> _GOAL OF THE EXERCISE_
Though the entries hold pictures, only their text should be duplicated, exactly and in full.

> _DATA FOR THIS EXERCISE_

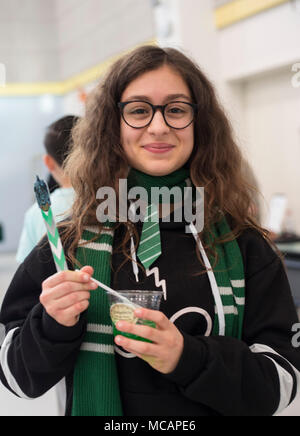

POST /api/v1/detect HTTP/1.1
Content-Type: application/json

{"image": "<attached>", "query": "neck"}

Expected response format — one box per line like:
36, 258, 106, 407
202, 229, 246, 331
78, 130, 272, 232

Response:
52, 175, 72, 189
159, 203, 177, 219
61, 181, 72, 189
127, 167, 190, 194
127, 167, 192, 218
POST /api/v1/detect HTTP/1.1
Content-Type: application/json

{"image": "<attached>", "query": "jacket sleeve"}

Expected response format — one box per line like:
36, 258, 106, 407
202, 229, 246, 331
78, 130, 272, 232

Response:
165, 233, 300, 416
0, 241, 86, 399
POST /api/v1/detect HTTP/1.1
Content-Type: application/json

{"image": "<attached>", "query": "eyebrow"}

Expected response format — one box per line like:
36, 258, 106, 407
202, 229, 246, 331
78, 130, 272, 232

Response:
124, 94, 191, 102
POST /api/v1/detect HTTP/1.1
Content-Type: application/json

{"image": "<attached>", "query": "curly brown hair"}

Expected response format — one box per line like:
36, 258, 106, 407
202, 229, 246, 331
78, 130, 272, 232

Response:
61, 45, 267, 270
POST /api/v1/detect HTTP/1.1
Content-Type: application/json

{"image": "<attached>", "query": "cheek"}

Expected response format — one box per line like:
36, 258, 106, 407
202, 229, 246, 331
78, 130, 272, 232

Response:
120, 122, 139, 149
120, 125, 133, 160
120, 122, 127, 148
181, 128, 194, 158
120, 123, 143, 164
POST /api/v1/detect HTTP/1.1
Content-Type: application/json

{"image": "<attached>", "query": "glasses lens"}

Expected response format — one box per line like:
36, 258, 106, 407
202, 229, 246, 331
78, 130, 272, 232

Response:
123, 102, 153, 128
165, 102, 194, 129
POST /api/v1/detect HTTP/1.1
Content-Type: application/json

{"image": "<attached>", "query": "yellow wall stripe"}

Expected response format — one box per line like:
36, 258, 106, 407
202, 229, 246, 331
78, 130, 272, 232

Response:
0, 39, 157, 97
215, 0, 289, 29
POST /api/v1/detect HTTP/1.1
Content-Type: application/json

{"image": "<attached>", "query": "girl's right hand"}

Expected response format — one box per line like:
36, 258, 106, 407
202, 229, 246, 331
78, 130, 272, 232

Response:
40, 266, 97, 327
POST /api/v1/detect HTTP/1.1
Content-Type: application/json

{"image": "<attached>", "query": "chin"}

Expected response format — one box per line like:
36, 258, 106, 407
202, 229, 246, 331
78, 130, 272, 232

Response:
141, 165, 177, 177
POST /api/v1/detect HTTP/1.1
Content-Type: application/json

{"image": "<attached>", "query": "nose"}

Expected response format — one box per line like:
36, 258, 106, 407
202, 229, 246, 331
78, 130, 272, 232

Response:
147, 109, 170, 135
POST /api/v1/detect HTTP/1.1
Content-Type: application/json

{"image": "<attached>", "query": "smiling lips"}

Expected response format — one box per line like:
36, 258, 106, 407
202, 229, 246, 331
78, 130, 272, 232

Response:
143, 143, 175, 154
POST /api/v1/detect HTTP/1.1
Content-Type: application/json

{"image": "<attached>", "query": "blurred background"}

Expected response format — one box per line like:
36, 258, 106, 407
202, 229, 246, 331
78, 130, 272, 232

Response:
0, 0, 300, 415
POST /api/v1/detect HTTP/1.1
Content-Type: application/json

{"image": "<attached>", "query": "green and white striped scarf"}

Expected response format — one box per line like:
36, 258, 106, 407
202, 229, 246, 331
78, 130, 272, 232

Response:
205, 218, 245, 337
71, 170, 245, 416
72, 225, 122, 416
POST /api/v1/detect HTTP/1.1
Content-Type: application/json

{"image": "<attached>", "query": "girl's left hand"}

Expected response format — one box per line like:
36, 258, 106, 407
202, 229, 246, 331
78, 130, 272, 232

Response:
114, 308, 184, 374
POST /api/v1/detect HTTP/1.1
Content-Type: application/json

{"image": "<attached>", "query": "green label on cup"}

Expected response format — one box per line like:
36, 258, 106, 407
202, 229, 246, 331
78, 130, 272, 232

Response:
110, 303, 156, 343
110, 303, 138, 325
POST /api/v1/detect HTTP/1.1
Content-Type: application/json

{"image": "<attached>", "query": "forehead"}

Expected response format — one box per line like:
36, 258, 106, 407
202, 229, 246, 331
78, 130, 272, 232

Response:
121, 65, 191, 102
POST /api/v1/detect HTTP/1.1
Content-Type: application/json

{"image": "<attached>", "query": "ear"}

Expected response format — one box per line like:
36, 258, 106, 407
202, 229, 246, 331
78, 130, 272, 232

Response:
43, 155, 57, 172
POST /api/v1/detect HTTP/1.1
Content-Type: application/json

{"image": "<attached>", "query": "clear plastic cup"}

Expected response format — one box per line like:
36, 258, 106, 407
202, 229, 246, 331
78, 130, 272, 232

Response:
108, 290, 163, 343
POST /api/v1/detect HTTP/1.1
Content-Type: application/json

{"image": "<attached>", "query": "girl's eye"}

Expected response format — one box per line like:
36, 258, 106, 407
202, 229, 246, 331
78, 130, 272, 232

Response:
167, 103, 190, 114
125, 104, 152, 116
169, 107, 184, 113
166, 105, 190, 118
131, 108, 149, 114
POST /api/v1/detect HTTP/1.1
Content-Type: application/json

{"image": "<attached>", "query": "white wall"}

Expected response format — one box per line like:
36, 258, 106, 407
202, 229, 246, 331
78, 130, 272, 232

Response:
0, 0, 155, 84
215, 1, 300, 231
218, 2, 300, 81
0, 0, 59, 82
54, 0, 155, 80
243, 67, 300, 231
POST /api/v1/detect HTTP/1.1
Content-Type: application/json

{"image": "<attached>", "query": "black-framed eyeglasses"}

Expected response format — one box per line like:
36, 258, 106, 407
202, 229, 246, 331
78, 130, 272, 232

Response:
118, 100, 198, 130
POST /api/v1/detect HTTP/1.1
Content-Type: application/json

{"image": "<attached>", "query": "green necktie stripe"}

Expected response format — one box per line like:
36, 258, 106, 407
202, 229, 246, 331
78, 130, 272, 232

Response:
137, 242, 161, 257
137, 203, 161, 270
139, 231, 160, 246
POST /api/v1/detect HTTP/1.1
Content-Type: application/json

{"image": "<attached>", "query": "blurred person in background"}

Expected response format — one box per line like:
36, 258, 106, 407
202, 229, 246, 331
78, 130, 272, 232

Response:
16, 115, 79, 263
47, 174, 59, 194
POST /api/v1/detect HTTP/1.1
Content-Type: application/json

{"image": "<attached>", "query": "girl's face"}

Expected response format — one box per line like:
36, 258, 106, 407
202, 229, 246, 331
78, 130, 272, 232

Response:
120, 65, 194, 177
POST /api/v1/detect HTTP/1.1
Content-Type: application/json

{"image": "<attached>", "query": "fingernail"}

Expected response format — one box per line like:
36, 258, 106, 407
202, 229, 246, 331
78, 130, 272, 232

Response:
115, 336, 123, 344
82, 274, 90, 282
135, 309, 142, 317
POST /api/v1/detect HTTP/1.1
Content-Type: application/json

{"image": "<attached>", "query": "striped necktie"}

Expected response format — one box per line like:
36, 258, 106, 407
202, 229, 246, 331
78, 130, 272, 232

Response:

> _SOLUTION TO THE PROBLEM_
POST /api/v1/detect HTTP/1.1
Content-Type: application/json

{"image": "<attached>", "query": "neck"}

Expected response format — one box per line like:
36, 258, 106, 407
202, 229, 246, 331
78, 130, 272, 232

Response:
52, 175, 72, 189
159, 203, 177, 219
61, 181, 72, 189
127, 167, 190, 194
127, 167, 192, 218
POST /api/v1/detect HTTP/1.1
Content-Type: application/json

{"image": "<attached>", "query": "jacket sleeve"}

Expected response format — one box per line like:
36, 258, 106, 407
202, 229, 246, 331
78, 130, 272, 232

Response:
165, 233, 300, 416
0, 241, 86, 399
POST /api/v1/detect HTTP/1.1
Content-Type: application/json

{"image": "<attached>", "query": "eyebrow"}

Expected response format — one box per line like:
36, 258, 106, 407
202, 229, 246, 331
78, 130, 272, 232

Response:
124, 94, 191, 102
POST /api/v1/detect HTTP/1.1
Content-Type: application/json

{"image": "<attached>", "query": "curly brown hair"}

Expected response format — one box per line like:
36, 258, 106, 407
202, 229, 246, 331
78, 130, 272, 232

Response:
61, 45, 267, 270
POST /api/v1/detect HTTP/1.1
Content-Type: application/json

{"image": "<attached>", "query": "cheek"}

Expected response format — one box per line like:
36, 258, 106, 407
202, 229, 246, 331
78, 130, 272, 232

Response:
120, 122, 139, 149
120, 125, 133, 160
120, 122, 127, 148
181, 128, 194, 158
120, 123, 143, 164
POST /api/v1/detect HTTP/1.1
Content-Type: application/json

{"image": "<attached>", "query": "glasses lens"}

Expected response format — one box per line like:
36, 258, 106, 407
202, 229, 246, 331
78, 130, 272, 232

Response:
123, 102, 153, 128
165, 102, 194, 129
POST /api/v1/detect HTTP/1.1
Content-Type: application/json

{"image": "<attached>", "query": "yellow wall stripe"}

Expected response format — one box per line like:
36, 258, 106, 407
202, 229, 246, 331
78, 130, 272, 232

Response:
0, 39, 157, 97
215, 0, 289, 29
POST /api/v1/detect HTTP/1.1
Content-Type: application/json

{"image": "<attached>", "query": "girl's right hand"}

Expected response format — one box per line like:
36, 258, 106, 407
202, 229, 246, 331
78, 130, 272, 232

Response:
40, 266, 97, 327
POST /api/v1/detect HTTP/1.1
Content-Type: application/json

{"image": "<attached>", "query": "chin"}

Expected response format — one box per line like:
36, 258, 106, 407
202, 229, 246, 331
78, 130, 272, 232

Response:
141, 165, 177, 177
POST /api/v1/detect HTTP/1.1
Content-Type: application/json

{"image": "<attached>", "query": "nose"}

Expected response format — one box per line like:
36, 258, 106, 407
202, 229, 246, 331
78, 130, 272, 232

Response:
147, 109, 170, 135
POST /api/v1/detect HTTP/1.1
Content-Type: application/json

{"image": "<attached>", "query": "smiling lips"}

Expected response format — one box per line like:
36, 258, 106, 407
202, 229, 246, 331
78, 130, 272, 232

Response:
143, 143, 175, 154
POST /api/v1/detect HTTP/1.1
Content-Type: application/json

{"image": "<attached>", "query": "blurred background"}

Expected response format — one box per line like:
36, 258, 106, 407
202, 229, 246, 331
78, 130, 272, 232

Response:
0, 0, 300, 415
POST /api/v1/detect HTTP/1.1
Content-Type: application/json

{"image": "<attached>", "query": "green and white striped scarf"}

Expected response format — one box per line like:
36, 258, 106, 407
202, 229, 246, 331
78, 130, 272, 232

Response:
205, 218, 245, 337
71, 170, 245, 416
72, 225, 122, 416
POST /api/v1/detect HTTP/1.1
Content-Type: application/json

{"image": "<attached>", "query": "girl's left hand"}

Expected response format — one box per line like:
36, 258, 106, 407
202, 229, 246, 331
78, 130, 272, 232

Response:
114, 308, 184, 374
POST /api/v1/detect HTTP/1.1
Content-Type: application/json

{"image": "<attached>", "query": "green label on cup"}

Expected response format — one box per line like:
36, 258, 106, 407
202, 229, 246, 331
78, 130, 272, 232

Response:
110, 303, 156, 343
110, 303, 138, 325
POST /api/v1/detect HTTP/1.1
Content-Type: application/json

{"image": "<attached>", "query": "forehead"}

Expected response format — one box per line like:
36, 258, 106, 407
202, 229, 246, 331
78, 130, 272, 232

Response:
121, 65, 191, 102
POST /api/v1/detect HTTP/1.1
Content-Type: application/json

{"image": "<attached>", "query": "ear"}

Expected response format — one box per line like:
36, 258, 106, 407
202, 229, 246, 331
78, 130, 272, 232

Response:
43, 155, 57, 172
POST /api/v1/detect HTTP/1.1
Content-Type: application/json

{"image": "<attached>", "query": "clear plastic cup"}

Expected response format — one box per line like:
36, 258, 106, 407
202, 229, 246, 331
78, 130, 272, 232

Response:
108, 290, 163, 343
POST /api/v1/detect HTTP/1.1
Content-Type: application/json

{"image": "<attached>", "query": "girl's eye"}

Expected response format — one box per line like:
36, 258, 106, 407
202, 229, 246, 331
78, 130, 272, 232

Response:
167, 103, 190, 114
125, 104, 152, 116
169, 107, 184, 113
166, 105, 190, 118
131, 108, 149, 114
POST /api/v1/detect HTTP/1.1
Content-Type: application/json

{"image": "<attached>", "query": "white wall"}

Expected response format — one box per line like:
36, 258, 106, 407
202, 229, 246, 331
78, 130, 272, 232

Response:
0, 0, 155, 84
215, 1, 300, 231
218, 2, 300, 81
0, 0, 59, 82
54, 0, 155, 80
243, 67, 300, 231
POST /api/v1/detect HTTP/1.1
Content-Type: application/json

{"image": "<attached>", "query": "black-framed eyeglasses"}

Expected response format — one box per line like:
36, 258, 106, 407
202, 229, 246, 331
78, 130, 272, 232

Response:
118, 100, 198, 130
POST /api/v1/detect HTTP/1.1
Content-Type: application/json

{"image": "<attached>", "query": "green necktie stripe"}

Expected response format — one box per line like:
36, 258, 106, 407
202, 229, 246, 331
78, 130, 272, 232

Response:
137, 242, 161, 257
137, 203, 161, 270
139, 231, 160, 246
POST /api/v1/detect HTTP/1.1
Content-Type: application/json

{"image": "<attached>", "query": "blurred person in background"}

Expected response format — one box per line like:
36, 258, 106, 407
202, 229, 246, 331
78, 130, 272, 232

Response:
16, 115, 79, 263
47, 174, 59, 194
POST /api/v1/detect HTTP/1.1
Content-Type: application/json

{"image": "<attached>", "query": "girl's face"}

Expected response format — one box per line like:
36, 258, 106, 407
202, 229, 246, 331
78, 130, 272, 232

Response:
120, 65, 194, 177
POST /api/v1/detect HTTP/1.1
Content-Type: application/json

{"image": "<attached>", "query": "fingernail"}

Expected response format — one box per line like:
36, 258, 106, 407
202, 229, 246, 331
78, 130, 272, 232

Response:
115, 336, 123, 344
82, 274, 90, 282
135, 309, 142, 317
POST /api/v1/detect HTTP/1.1
Content-Type: application/json

{"image": "<attached>", "query": "striped necktie"}

Expected response format — one box per line like:
36, 258, 106, 407
202, 229, 246, 331
78, 130, 272, 232

Response:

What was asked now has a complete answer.